◆ **Written problem**: Below is a set of records. Repeat all of them exactly.

◆ **Data records**:
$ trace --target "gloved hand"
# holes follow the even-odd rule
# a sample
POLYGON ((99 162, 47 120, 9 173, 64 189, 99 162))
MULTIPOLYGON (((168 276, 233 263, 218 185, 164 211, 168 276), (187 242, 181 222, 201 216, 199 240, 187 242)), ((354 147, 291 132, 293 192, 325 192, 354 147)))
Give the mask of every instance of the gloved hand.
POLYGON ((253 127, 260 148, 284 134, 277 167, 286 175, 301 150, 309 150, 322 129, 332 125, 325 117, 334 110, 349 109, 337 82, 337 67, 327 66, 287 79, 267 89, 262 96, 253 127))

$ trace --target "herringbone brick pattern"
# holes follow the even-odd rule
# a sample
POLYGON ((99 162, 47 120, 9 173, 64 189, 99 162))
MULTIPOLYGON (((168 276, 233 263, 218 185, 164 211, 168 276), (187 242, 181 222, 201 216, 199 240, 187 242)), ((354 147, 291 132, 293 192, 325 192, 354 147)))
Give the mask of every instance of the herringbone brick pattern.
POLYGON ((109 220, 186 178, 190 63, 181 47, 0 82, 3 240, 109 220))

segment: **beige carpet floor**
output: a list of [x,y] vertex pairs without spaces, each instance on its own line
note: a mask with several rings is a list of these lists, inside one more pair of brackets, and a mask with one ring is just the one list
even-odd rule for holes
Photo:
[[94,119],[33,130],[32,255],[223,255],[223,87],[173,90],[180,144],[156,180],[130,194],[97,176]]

◆ **Completed exercise**:
$ trace --target "gloved hand"
# holes follow the even-odd rule
# a sample
POLYGON ((99 162, 47 120, 9 173, 64 189, 99 162))
MULTIPOLYGON (((168 276, 233 263, 218 185, 164 211, 168 276), (187 242, 181 222, 201 216, 199 240, 187 242)), ((354 147, 291 132, 293 192, 325 192, 354 147)))
Give the mask of every instance of the gloved hand.
POLYGON ((253 127, 260 148, 284 134, 277 167, 286 175, 301 150, 309 150, 322 129, 332 125, 325 117, 334 110, 349 109, 337 82, 337 67, 327 66, 287 79, 267 89, 262 96, 253 127))

$ trace --target "herringbone brick pattern"
# holes follow the even-odd rule
# a sample
POLYGON ((99 162, 47 120, 9 173, 64 189, 99 162))
MULTIPOLYGON (((168 276, 233 263, 218 185, 164 211, 168 276), (187 242, 181 222, 201 216, 199 240, 187 242)), ((354 147, 291 132, 293 192, 325 192, 354 147)))
Give the mask of every instance of the herringbone brick pattern.
POLYGON ((109 220, 186 178, 190 63, 181 47, 0 82, 3 240, 109 220))

segment: **beige carpet floor**
output: a list of [x,y] vertex pairs without spaces, each instance on its own line
note: a mask with several rings is a list of these lists, inside one more pair of brackets, and a mask with one ring is just the one list
even-odd rule for holes
Photo:
[[94,119],[33,130],[32,255],[223,255],[223,87],[173,90],[180,144],[156,180],[130,194],[97,176]]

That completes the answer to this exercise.